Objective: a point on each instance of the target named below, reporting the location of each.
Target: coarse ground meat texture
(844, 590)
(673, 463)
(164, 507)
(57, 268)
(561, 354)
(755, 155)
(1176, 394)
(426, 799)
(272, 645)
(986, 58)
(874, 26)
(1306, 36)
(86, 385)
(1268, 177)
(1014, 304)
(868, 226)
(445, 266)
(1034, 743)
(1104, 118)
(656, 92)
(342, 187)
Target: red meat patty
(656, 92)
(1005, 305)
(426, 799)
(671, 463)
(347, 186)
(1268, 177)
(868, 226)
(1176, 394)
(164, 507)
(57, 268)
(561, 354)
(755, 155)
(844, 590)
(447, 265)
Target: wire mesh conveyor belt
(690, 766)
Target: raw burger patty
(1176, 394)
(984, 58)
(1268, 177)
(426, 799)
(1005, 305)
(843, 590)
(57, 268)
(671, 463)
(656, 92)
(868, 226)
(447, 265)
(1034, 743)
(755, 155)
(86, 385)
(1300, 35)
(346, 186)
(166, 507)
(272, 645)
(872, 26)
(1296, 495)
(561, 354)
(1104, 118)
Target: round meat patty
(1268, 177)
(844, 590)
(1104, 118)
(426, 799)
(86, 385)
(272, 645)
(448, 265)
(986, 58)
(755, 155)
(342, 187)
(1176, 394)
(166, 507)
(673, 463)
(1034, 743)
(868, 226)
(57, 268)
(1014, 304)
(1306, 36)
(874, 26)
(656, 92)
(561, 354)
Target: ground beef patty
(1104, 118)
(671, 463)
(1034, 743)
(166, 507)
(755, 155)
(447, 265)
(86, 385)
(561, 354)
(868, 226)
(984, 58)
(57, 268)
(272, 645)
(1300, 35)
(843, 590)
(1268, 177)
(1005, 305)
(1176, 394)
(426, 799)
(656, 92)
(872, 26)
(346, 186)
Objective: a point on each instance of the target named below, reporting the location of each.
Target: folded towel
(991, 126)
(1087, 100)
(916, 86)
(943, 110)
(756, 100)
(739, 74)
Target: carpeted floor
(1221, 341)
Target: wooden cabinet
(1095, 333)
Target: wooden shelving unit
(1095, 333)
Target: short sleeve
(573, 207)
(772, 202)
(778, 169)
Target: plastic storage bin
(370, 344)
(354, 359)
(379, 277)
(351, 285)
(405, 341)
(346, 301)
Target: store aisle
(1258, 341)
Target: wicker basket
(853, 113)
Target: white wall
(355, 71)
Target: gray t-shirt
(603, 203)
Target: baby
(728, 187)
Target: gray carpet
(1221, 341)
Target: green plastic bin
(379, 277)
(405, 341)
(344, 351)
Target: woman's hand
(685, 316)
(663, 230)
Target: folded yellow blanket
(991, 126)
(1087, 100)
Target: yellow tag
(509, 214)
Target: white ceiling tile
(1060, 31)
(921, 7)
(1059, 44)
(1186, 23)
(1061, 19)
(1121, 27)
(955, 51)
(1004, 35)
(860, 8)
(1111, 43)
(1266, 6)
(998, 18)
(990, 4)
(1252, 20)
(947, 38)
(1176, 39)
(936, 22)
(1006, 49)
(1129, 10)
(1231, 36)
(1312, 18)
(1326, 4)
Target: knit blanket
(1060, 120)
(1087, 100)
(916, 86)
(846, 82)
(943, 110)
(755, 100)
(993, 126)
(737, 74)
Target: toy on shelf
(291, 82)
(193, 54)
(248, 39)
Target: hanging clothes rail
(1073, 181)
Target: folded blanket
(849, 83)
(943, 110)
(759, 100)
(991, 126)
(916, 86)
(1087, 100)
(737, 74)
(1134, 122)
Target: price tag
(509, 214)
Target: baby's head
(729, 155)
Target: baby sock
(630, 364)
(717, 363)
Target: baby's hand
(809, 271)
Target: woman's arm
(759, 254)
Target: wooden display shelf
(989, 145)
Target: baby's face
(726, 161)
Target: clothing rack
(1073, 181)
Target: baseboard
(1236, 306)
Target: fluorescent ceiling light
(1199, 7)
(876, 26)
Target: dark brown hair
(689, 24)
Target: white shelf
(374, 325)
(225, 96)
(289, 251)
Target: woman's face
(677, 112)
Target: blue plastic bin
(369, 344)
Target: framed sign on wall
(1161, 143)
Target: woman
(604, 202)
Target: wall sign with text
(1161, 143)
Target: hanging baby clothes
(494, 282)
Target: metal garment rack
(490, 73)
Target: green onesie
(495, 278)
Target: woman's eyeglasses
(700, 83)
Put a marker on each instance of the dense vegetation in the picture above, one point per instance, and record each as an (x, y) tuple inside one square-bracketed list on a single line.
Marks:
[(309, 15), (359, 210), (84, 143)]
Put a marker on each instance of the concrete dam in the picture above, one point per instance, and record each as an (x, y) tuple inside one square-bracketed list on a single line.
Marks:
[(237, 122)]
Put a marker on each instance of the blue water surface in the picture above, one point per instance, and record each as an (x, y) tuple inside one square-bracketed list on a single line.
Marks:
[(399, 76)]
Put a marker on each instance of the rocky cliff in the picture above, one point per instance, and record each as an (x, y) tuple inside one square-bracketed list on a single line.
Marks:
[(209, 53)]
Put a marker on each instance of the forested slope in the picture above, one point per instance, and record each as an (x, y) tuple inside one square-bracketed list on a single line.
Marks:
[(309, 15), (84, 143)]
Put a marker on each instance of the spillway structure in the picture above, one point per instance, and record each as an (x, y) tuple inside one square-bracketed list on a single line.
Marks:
....................
- Assignment
Among the lines of the listing above, which ones hold "bracketed"? Copy them.

- Problem solution
Put a marker on each instance of the dense vegetation in the picture above, one point per instance, and record each as an (x, y) tuple inside one square-bracketed list on a single line.
Put a marker on each instance of the concrete dam in the picture above, one point per instance, and record each as an (x, y) tuple inside one square-bracketed list on a single line.
Put a marker on each instance of the blue water surface in the picture above, one point per instance, and record each as an (x, y) tuple inside one square-bracketed list on a single line.
Put a marker on each instance of the rocky cliff in the picture above, one point per instance, and record each as an (x, y) tuple inside one square-bracketed list on a single line.
Put a marker on each instance of the forested slope in the picture above, one point per instance, and record each as an (x, y) tuple inside one square-bracketed list on a single line.
Put a marker on each instance of the spillway structure in the picture above, one point per instance, and record each as an (x, y) tuple inside one square-bracketed list on a single line.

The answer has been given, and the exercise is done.